--- DATASET RECORDS ---
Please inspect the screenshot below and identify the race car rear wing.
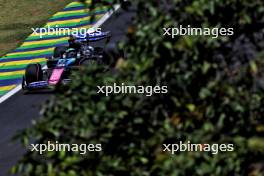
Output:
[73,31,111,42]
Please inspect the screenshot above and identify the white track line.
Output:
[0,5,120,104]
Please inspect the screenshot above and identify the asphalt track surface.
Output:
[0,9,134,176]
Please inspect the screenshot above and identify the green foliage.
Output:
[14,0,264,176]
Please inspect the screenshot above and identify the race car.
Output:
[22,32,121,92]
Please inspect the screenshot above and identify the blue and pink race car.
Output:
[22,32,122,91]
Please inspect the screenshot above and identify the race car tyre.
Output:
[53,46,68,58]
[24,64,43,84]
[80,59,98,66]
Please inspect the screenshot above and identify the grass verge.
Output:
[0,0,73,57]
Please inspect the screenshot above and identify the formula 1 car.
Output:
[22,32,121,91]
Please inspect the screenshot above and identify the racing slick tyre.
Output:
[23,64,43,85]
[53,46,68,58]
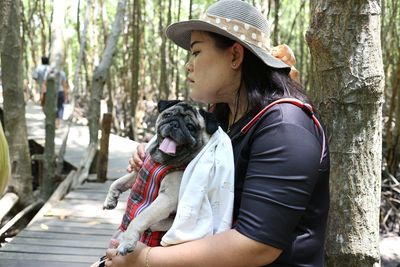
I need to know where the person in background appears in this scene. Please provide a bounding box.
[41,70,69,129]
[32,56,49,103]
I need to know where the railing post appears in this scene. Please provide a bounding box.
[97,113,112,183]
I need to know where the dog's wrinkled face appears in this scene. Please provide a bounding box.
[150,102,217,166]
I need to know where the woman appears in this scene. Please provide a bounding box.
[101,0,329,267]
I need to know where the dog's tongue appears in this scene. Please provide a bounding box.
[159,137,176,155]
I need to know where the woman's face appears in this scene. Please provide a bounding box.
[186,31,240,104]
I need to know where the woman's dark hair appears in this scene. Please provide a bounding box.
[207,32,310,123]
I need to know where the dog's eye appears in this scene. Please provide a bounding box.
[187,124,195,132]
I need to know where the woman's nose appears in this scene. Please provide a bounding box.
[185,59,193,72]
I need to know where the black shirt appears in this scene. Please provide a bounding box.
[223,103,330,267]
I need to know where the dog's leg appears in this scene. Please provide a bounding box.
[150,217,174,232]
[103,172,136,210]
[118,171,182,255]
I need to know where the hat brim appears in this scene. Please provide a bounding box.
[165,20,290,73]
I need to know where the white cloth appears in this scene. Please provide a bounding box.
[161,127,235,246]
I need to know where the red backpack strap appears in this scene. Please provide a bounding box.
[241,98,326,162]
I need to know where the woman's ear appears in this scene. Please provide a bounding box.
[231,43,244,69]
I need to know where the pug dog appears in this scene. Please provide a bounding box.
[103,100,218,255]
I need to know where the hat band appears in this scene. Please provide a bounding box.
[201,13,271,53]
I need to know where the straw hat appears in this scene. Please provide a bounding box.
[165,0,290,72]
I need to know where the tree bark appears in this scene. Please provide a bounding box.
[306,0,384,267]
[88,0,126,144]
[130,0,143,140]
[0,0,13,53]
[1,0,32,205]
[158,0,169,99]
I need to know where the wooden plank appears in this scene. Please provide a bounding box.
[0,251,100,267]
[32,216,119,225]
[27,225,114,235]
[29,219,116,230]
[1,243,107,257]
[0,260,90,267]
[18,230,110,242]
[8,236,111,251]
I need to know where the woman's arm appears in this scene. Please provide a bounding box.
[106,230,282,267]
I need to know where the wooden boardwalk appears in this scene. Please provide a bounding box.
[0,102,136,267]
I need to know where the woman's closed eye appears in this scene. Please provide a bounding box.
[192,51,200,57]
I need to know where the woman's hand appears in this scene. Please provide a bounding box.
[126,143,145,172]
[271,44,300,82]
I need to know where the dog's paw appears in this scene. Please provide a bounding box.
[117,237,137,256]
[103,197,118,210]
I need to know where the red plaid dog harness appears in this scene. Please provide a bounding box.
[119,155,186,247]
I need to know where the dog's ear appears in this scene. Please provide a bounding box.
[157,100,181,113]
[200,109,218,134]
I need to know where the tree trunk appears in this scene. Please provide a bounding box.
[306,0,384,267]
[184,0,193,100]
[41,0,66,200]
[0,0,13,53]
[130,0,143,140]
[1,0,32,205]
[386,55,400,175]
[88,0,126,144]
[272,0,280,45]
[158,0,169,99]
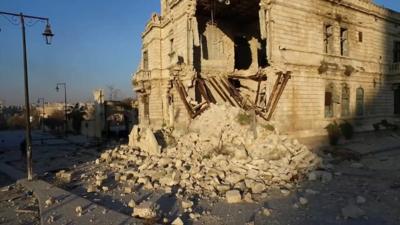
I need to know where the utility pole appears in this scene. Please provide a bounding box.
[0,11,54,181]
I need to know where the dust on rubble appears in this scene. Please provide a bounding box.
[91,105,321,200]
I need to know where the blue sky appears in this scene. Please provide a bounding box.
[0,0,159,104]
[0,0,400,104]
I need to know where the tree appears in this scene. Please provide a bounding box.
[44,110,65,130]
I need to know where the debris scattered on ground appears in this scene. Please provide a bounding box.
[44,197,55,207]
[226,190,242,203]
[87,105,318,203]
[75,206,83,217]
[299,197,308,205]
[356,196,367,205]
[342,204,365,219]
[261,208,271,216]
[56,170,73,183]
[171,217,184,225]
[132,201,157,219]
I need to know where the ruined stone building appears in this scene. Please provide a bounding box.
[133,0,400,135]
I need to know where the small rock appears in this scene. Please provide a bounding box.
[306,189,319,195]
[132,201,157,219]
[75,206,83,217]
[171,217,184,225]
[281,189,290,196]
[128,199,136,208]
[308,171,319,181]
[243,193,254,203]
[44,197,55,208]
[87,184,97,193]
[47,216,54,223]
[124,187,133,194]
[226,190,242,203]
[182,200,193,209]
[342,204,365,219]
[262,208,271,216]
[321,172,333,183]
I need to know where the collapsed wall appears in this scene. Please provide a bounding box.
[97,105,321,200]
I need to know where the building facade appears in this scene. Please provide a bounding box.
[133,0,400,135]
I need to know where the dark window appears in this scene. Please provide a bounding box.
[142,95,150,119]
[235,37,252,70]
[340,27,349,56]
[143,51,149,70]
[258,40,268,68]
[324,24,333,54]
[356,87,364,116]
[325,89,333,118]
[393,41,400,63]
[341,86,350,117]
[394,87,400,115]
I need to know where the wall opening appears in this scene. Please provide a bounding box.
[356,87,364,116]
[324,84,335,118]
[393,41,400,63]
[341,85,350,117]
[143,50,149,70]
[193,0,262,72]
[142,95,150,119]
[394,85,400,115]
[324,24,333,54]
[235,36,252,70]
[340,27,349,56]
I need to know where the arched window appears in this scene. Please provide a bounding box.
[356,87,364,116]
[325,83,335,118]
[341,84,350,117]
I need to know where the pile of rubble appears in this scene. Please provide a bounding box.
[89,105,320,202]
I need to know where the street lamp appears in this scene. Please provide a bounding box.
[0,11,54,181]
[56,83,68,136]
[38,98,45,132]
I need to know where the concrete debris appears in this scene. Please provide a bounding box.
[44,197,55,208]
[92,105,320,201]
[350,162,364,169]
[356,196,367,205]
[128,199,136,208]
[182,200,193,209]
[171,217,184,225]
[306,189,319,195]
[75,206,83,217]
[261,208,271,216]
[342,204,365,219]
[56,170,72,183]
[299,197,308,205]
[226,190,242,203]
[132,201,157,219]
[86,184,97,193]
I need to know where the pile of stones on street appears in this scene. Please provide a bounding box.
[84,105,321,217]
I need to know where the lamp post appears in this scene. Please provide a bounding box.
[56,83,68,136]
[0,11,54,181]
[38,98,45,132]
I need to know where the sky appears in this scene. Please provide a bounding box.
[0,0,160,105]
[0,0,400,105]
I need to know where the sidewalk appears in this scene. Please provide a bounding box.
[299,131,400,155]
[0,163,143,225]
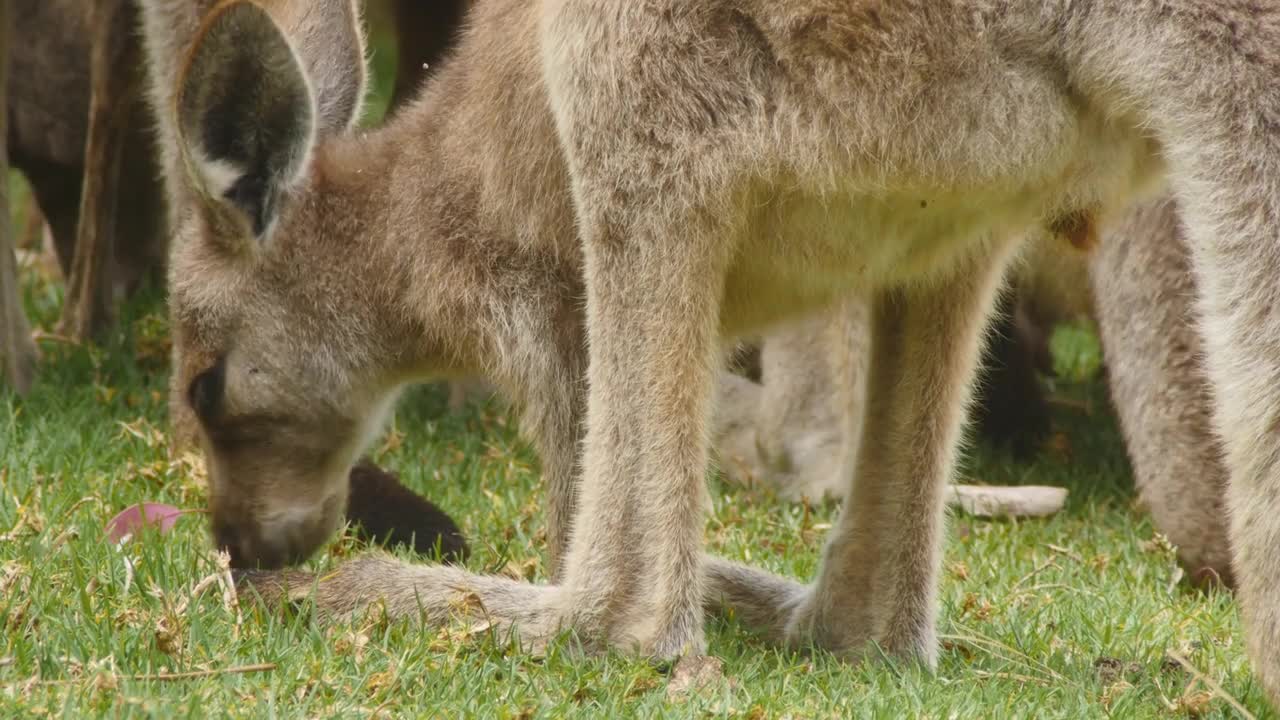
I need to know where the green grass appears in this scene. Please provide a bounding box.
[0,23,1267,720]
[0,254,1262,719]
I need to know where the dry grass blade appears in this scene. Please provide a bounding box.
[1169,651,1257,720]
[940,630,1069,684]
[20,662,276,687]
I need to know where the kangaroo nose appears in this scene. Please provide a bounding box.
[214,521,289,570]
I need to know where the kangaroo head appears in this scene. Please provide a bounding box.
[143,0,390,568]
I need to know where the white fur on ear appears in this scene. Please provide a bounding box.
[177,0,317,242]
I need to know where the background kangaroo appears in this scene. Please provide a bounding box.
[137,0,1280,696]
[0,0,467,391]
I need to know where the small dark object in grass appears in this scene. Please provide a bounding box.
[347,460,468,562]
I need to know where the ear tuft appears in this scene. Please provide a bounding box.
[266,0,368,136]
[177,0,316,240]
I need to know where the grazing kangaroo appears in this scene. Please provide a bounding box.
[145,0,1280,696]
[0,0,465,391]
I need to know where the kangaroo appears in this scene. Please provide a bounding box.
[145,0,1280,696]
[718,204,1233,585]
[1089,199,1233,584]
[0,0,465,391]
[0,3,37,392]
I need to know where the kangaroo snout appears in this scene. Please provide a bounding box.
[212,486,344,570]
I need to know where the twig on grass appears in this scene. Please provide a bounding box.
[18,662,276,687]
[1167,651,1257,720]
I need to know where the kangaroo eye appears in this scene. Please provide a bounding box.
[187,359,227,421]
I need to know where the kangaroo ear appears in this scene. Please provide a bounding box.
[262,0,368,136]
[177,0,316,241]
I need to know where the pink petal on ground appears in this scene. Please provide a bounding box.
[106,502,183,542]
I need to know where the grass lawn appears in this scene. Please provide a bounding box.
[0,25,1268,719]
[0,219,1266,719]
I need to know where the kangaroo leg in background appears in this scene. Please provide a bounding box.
---
EXERCISE REQUIREMENTS: Rewrite the lines of the records from the line with "I need to know where the wooden plank" to the line with "[200,109,218,134]", replacing "dog's" with "puppy's" and leaving everything else as it is. Return only those lines.

RESULT OF THIS TASK:
I need to know where the wooden plank appears in this scene. Please provide a bounding box.
[0,251,100,267]
[32,216,119,225]
[27,225,114,235]
[29,219,116,230]
[1,243,107,257]
[0,260,90,267]
[18,230,110,242]
[8,236,111,251]
I need to know where the woman's arm appears in this scene. Please provide a bounding box.
[106,230,282,267]
I need to know where the wooden boardwalk appears in this scene. Please provide a bounding box.
[0,102,136,267]
I need to know where the woman's closed eye appears in this scene. Please provide a bounding box.
[192,51,200,57]
I need to know where the woman's hand appears in this scene. Please provide a bounding box.
[126,143,145,172]
[271,44,300,82]
I need to know where the puppy's paw appears in this scene. Please provide a bounding box.
[117,237,137,256]
[103,197,118,210]
I need to know where the red plaid dog harness appears in this scene. Please provide a bounding box.
[119,155,186,247]
I need to know where the puppy's ear appears in this scene. Please provide a bounding box.
[157,100,181,113]
[200,109,218,134]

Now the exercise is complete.